§ **Recorded information**:
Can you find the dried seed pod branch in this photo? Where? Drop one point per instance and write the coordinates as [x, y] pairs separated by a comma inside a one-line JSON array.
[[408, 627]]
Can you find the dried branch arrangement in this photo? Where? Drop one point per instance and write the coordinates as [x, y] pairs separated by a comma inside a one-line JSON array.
...
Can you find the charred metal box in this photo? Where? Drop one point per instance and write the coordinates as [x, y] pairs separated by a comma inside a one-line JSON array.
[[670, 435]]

§ **Problem to work on**:
Transcribe the items without alteration, everything from the line containing "Can you find the charred" down to the line containing "[[670, 435]]", both included.

§ **Final result**:
Can you find the charred metal box in this photo? Where? Drop one point per instance and write the coordinates as [x, y] pairs separated by a comma inside a one-line JSON array.
[[670, 435]]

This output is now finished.